» Teks yang Disediakan
Review kamera DSLR Canon EOS 1100D
Kali ini saya
membuat review untuk DSLR pemula yang populer yaitu Canon EOS 1100D(Digital Rebel T3). Kamera seharga 4,5 juta plus lensa kit EF-S 18-55mm IS ini adalah penerus dari EOS 1000D yang penjualannya sukses di masa lalu,
dengan segmentasi utama adalah kalangan budget minded yang mencari
kamera simpel, bagus namun terjangkau. EOS 1100D ini dihadirkan untuk menjadi
kompetitor seperti Nikon D3100, Pentax K-r maupun Sony A390. Seperti apa review
yang saya buat terhadap si mungil ini?
Pendahuluan
Canon
menerapkan strategi yang agak unik dalam melakukan segmentasi produk DSLR
mereka. Bila dulu kita menganggap EOS tiga digit (350D, 400D, 450D dst) adalah
kamera pemula, maka kini EOS empat digitlah yang jadi DSLR kelas basic dari Canon yang sesungguhnya. Bila tiga tahun lalu EOS 1000D didesain
begitu basic dan sederhana, kini pada penerusnya yaitu 1100D terdapat sejumlah
peningkatan seperti resolusi sensor, jumlah titik AF, modul metering, prosesor
dan yang terpenting adalah HD movie. Beberapa fitur dari 1100D pun tampak
overlap dengan 550D/600D dalam arti banyak kemiripan fitur antara kamera kelas
basic (empat digit) dengan Canon kelas tiga digit. Maka itu wajar kalau saya
memprediksi EOS 1100D bakal mengulang sukses dengan meraih penjualan yang
tinggi, terutama bila kita tidak terlalu membutuhkan segala kelebihan yang ada
di EOS tiga digit.

» Data Tersimpan
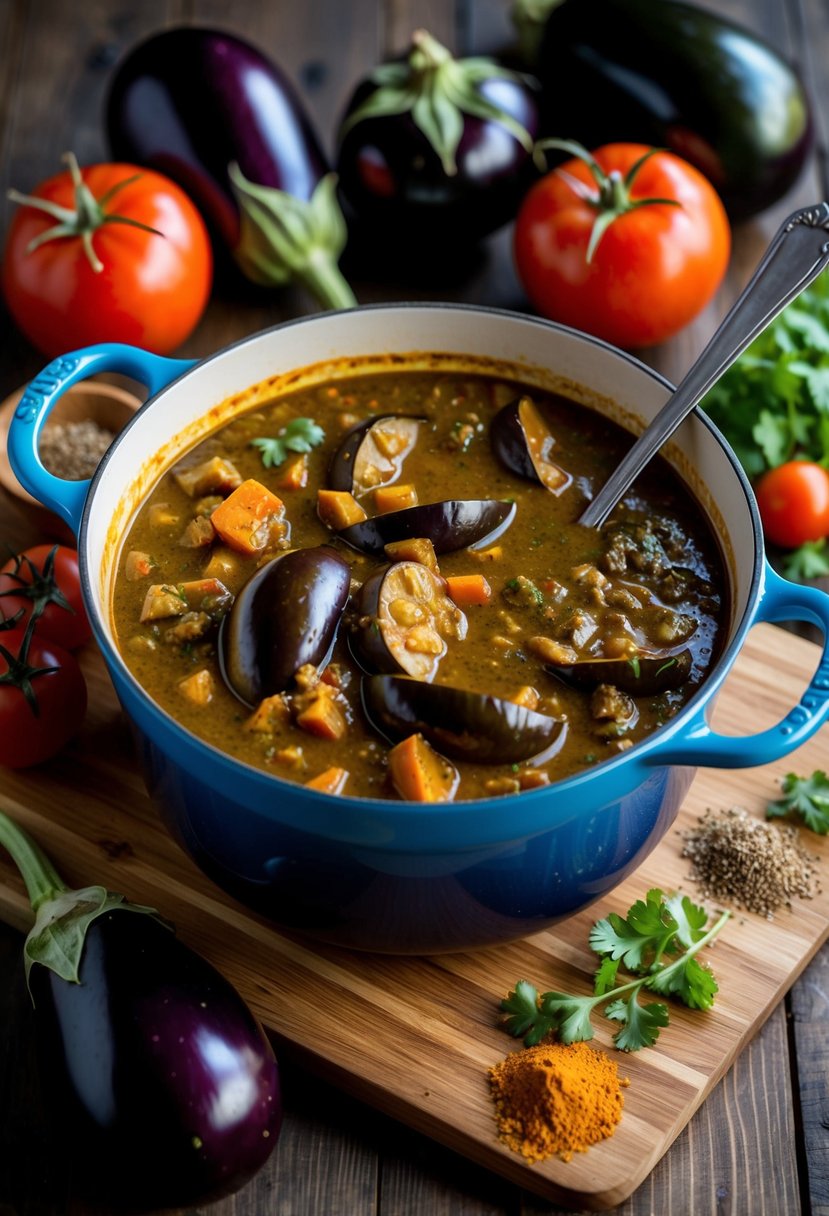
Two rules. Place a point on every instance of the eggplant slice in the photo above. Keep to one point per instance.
(404, 620)
(523, 443)
(643, 675)
(285, 617)
(461, 725)
(450, 525)
(372, 454)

» Sasaran Latihan
- 1) Tuliskan ulang kata demi kata bagian ulasan Canon EOS 1100D mulai dari "Pendahuluan" sampai dengan "EOS tiga digit.".
- 2) Lanjutkan ulasan kamera Canon EOS 1100D, mulai setelah kalimat terakhirnya.
Data tersebut diambil dari sumber lain.

» Jawaban Latihan
- 1)
Pendahuluan
Canon
menerapkan strategi yang agak unik dalam melakukan segmentasi produk DSLR
mereka. Bila dulu kita menganggap EOS tiga digit (350D, 400D, 450D dst) adalah
kamera pemula, maka kini EOS empat digitlah yang jadi DSLR kelas basic dari Canon yang sesungguhnya. Bila tiga tahun lalu EOS 1000D didesain
begitu basic dan sederhana, kini pada penerusnya yaitu 1100D terdapat sejumlah
peningkatan seperti resolusi sensor, jumlah titik AF, modul metering, prosesor
dan yang terpenting adalah HD movie. Beberapa fitur dari 1100D pun tampak
overlap dengan 550D/600D dalam arti banyak kemiripan fitur antara kamera kelas
basic (empat digit) dengan Canon kelas tiga digit. Maka itu wajar kalau saya
memprediksi EOS 1100D bakal mengulang sukses dengan meraih penjualan yang
tinggi, terutama bila kita tidak terlalu membutuhkan segala kelebihan yang ada
di EOS tiga digit.

- 2)
Mari kita
simak apa yang ditawarkan oleh DSLR basic ini :
- sensor CMOS 12 MP
- prosesor Digic IV
- kemampuan merekam HD
movie 720p
- kemampuan metering
dengan 63 zone (fokus, warna dan luminance)
- memakai modul AF
dengan 9 titik (satu yang ditengah cross
type)
- mencapai ISO 6400
- kecepatan burst 3
fps
- LCD 2,7 inci, resolusi
230 ribu piksel
- HDMI out
- dijual bersama lensa
kit 18-55mm IS mark II
Not bad kan? Bila dibanding dengan EOS 600D, maka perbedaannya hanya di megapiksel
(12 MP vs 18 MP), resolusi HD video (720p vx 1080p) dan sedikit lebih cepat (3
fps vs 3,7 fps). Selain itu 600D punya layar LCD resolusi tinggi yang bisa
dilipat dan bisa mentrigger lampu kilat
eksternal secarawireless. Namun keduanya sama dalam hal desain (termasuk pentamirror dan bodi plastik), modul AF 9 titik, modul metering 63 zone (yang persis
sama seperti di EOS 7D) dan ISO 6400.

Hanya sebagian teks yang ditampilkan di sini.